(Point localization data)
= Beginning of Section =

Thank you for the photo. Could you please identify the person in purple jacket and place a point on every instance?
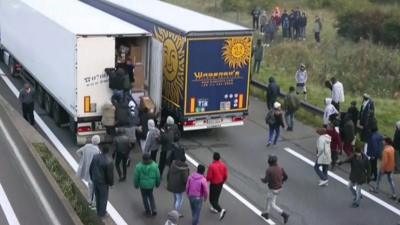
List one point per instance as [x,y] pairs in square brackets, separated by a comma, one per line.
[197,191]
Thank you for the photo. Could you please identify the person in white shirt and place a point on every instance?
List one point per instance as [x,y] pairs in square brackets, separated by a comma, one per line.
[330,112]
[337,93]
[301,80]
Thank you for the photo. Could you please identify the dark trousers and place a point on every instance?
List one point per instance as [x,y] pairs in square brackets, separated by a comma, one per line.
[101,194]
[163,160]
[27,112]
[317,37]
[148,200]
[121,158]
[215,192]
[153,155]
[373,162]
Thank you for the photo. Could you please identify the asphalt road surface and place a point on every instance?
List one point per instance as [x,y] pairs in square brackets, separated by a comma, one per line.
[245,152]
[20,201]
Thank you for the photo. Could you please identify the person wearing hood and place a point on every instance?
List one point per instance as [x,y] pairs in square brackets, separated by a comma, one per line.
[359,174]
[176,181]
[396,145]
[275,176]
[301,80]
[152,144]
[274,119]
[146,178]
[168,136]
[330,112]
[323,156]
[87,152]
[173,218]
[273,92]
[197,191]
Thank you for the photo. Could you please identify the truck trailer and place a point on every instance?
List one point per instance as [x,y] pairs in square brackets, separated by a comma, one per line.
[64,48]
[206,70]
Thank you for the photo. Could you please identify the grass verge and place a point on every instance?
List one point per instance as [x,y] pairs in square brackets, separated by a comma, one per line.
[67,186]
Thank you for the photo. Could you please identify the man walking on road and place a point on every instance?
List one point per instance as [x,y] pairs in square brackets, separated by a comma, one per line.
[217,175]
[359,174]
[102,175]
[337,93]
[147,177]
[87,152]
[291,104]
[273,92]
[197,191]
[323,156]
[274,177]
[26,98]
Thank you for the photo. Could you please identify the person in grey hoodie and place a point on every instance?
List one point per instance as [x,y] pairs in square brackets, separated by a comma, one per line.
[87,152]
[176,181]
[152,140]
[26,98]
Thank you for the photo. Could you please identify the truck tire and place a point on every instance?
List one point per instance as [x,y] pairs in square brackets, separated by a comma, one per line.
[40,96]
[48,103]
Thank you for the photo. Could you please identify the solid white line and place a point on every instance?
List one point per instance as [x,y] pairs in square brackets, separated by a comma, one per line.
[236,195]
[29,175]
[7,208]
[64,152]
[345,182]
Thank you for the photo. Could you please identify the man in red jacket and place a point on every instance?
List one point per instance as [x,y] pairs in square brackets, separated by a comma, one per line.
[217,175]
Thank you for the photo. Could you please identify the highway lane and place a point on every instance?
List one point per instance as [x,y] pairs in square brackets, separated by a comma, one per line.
[243,148]
[17,185]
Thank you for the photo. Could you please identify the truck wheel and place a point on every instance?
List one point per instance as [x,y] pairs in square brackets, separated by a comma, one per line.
[48,103]
[40,96]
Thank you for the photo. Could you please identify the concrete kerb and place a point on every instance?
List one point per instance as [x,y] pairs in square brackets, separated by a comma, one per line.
[30,136]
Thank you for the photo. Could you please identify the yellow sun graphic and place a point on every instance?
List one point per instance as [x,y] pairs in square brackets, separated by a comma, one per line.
[237,52]
[174,64]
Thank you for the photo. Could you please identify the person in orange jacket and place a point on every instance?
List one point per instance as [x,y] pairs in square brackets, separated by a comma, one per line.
[387,166]
[217,175]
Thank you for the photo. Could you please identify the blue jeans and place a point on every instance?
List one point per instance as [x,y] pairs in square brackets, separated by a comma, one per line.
[390,180]
[323,175]
[273,130]
[195,206]
[356,191]
[289,119]
[178,201]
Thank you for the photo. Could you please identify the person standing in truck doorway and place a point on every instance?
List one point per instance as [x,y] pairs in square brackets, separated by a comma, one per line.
[26,98]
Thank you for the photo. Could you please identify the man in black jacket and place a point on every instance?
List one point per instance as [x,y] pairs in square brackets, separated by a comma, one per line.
[102,175]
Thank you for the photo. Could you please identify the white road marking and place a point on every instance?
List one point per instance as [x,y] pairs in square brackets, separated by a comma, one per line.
[236,195]
[7,208]
[345,182]
[29,175]
[64,152]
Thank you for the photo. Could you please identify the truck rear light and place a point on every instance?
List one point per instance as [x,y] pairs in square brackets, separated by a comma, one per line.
[236,119]
[84,129]
[189,123]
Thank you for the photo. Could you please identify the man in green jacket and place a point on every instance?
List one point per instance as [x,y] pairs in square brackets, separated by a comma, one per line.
[146,177]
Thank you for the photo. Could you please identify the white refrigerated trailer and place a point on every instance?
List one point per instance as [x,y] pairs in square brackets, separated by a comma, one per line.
[63,48]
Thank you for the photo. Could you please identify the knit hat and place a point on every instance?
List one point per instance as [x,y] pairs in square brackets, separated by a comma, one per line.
[96,139]
[173,216]
[170,120]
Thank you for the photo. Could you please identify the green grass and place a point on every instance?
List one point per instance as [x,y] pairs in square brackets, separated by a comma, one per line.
[361,67]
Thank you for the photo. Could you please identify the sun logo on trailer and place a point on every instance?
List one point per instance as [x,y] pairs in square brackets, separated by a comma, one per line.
[237,52]
[174,64]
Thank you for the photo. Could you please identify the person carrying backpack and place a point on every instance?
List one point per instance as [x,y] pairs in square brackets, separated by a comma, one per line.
[291,104]
[274,120]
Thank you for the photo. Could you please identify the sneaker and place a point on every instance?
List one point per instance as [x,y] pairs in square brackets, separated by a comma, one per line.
[285,217]
[222,214]
[265,215]
[213,210]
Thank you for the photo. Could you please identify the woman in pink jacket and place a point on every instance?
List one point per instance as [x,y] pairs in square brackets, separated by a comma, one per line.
[197,191]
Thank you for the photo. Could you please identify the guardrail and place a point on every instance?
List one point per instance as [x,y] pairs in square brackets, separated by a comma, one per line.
[307,106]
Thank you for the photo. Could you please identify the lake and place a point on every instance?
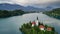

= End of Section =

» **The task**:
Among the entries above, find every line holding "trailer" and copy it.

» **Answer to this exercise**:
Thank you for the photo. Could you please identify the truck trailer and place a point on every instance?
Thank you for the photo. Could you please identify the white refrigerated trailer and place a point on every instance?
Thank you for the photo. Could you please identify the sun logo on trailer and place a point on every instance?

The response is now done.